** Start of Supplied data **

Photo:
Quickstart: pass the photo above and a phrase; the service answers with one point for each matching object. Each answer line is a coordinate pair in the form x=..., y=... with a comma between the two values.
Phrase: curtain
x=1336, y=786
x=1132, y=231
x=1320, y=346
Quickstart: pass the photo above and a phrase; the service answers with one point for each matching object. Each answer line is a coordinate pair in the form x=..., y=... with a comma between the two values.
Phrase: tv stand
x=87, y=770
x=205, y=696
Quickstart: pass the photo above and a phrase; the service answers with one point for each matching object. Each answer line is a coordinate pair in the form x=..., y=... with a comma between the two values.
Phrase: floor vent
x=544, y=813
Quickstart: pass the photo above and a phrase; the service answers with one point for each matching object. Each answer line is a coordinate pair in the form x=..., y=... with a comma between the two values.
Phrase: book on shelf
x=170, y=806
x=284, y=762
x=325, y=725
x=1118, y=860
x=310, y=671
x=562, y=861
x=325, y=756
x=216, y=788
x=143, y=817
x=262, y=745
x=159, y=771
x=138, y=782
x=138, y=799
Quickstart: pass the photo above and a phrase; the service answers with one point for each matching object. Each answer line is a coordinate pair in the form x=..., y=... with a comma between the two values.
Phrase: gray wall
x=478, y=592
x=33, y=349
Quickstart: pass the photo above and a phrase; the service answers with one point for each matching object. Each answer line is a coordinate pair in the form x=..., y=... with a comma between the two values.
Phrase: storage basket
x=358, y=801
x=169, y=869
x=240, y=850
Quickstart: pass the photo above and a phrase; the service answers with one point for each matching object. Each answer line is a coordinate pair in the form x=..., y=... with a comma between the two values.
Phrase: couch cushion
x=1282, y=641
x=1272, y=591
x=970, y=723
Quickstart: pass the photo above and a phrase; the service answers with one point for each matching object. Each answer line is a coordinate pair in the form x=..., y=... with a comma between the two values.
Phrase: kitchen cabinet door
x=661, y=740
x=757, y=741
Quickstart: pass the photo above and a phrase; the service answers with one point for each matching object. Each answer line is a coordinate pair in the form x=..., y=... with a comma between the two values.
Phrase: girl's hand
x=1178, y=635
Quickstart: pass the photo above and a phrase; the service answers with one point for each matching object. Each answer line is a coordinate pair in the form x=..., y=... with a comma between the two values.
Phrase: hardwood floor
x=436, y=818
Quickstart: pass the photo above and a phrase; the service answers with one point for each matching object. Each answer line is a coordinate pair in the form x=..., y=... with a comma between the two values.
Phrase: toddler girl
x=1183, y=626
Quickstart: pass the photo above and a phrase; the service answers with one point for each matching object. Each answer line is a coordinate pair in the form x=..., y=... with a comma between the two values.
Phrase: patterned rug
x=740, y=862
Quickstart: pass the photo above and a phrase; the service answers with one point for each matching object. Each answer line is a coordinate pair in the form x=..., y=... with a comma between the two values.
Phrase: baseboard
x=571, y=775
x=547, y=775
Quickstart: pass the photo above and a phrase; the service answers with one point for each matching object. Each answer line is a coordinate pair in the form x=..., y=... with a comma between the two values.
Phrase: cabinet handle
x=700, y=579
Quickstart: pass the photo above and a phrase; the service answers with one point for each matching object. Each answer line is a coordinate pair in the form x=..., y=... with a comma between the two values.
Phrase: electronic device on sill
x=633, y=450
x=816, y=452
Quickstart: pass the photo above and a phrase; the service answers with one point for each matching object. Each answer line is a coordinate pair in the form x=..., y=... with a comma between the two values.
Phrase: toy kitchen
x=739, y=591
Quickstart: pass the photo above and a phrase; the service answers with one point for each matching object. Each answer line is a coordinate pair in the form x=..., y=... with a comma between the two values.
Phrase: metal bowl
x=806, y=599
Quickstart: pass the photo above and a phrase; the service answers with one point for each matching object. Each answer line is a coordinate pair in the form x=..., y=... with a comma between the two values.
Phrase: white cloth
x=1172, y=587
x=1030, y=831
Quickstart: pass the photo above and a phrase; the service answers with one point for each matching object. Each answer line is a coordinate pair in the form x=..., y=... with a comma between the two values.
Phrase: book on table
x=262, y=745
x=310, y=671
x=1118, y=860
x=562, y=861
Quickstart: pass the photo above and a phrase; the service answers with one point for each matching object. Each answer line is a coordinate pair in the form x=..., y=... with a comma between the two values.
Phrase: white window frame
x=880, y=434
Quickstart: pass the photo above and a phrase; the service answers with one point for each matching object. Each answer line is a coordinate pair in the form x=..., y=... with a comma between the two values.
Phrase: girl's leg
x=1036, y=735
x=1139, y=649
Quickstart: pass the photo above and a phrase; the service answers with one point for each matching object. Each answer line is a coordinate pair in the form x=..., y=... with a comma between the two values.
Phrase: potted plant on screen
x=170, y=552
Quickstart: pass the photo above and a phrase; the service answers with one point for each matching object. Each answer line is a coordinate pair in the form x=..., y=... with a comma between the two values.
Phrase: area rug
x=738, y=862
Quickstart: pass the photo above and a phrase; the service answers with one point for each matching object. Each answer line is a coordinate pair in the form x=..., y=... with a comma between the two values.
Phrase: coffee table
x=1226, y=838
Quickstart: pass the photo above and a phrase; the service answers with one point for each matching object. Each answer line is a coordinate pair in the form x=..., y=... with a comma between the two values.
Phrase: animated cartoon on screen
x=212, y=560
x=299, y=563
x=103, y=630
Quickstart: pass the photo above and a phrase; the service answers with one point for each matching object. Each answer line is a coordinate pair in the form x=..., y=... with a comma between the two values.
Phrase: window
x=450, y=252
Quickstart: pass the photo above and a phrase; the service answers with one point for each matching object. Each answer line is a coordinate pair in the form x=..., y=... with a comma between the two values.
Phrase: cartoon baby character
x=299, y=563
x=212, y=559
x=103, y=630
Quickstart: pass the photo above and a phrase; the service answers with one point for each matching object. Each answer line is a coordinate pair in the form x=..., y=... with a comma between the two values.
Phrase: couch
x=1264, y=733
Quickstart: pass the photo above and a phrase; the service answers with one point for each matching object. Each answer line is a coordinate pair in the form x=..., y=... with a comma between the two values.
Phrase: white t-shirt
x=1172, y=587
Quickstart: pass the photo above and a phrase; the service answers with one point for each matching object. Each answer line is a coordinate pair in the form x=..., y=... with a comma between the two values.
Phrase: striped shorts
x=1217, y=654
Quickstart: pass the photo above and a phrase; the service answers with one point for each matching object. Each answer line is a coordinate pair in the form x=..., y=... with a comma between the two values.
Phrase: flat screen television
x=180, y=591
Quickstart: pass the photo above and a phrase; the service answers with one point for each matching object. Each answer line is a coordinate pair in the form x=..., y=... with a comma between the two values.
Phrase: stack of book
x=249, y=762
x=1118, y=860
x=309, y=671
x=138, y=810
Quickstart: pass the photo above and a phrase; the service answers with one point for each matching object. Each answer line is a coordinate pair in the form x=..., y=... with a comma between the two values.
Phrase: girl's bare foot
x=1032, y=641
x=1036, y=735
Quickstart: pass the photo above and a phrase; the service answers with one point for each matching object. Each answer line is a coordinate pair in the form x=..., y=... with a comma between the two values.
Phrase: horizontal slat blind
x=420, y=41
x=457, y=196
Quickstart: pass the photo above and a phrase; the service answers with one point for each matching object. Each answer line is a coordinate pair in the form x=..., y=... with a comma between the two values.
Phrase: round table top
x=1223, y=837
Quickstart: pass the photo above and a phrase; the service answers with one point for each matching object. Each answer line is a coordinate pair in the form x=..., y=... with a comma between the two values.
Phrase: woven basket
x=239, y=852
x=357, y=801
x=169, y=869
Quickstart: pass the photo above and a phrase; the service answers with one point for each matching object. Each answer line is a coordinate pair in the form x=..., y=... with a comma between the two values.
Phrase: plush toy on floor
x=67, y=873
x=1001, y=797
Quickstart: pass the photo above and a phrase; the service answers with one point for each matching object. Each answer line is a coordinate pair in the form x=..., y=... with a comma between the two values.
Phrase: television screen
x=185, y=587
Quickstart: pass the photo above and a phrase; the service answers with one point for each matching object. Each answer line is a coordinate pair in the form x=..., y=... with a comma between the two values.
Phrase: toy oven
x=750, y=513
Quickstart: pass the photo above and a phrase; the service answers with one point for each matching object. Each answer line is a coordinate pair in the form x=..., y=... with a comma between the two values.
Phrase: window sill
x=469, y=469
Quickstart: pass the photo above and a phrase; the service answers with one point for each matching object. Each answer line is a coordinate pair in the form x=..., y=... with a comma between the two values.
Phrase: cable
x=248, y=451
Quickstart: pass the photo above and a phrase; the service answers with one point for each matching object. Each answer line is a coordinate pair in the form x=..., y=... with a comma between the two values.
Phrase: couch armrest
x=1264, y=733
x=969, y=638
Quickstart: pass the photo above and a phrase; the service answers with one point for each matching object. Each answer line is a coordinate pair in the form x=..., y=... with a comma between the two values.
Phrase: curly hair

** End of Supplied data **

**What this task involves:** Put the data, from its first line through the line containing "x=544, y=813", into a Markdown table with the columns Row and Line. Number each row and leave out any blank lines.

**Solution to the problem:**
| Row | Line |
|---|---|
| 1 | Photo: |
| 2 | Quickstart: pass the photo above and a phrase; the service answers with one point for each matching object. Each answer line is a coordinate pair in the form x=..., y=... with a comma between the two values. |
| 3 | Phrase: curtain |
| 4 | x=1336, y=786 |
| 5 | x=1132, y=231 |
| 6 | x=1320, y=346 |
| 7 | Quickstart: pass the photo above and a phrase; the service answers with one point for each matching object. Each answer line is a coordinate pair in the form x=..., y=... with a comma between the two values. |
| 8 | Phrase: tv stand |
| 9 | x=87, y=770 |
| 10 | x=205, y=696 |
| 11 | Quickstart: pass the photo above and a phrase; the service answers with one point for each matching object. Each answer line is a coordinate pair in the form x=..., y=... with a comma between the two values. |
| 12 | Phrase: floor vent |
| 13 | x=544, y=813 |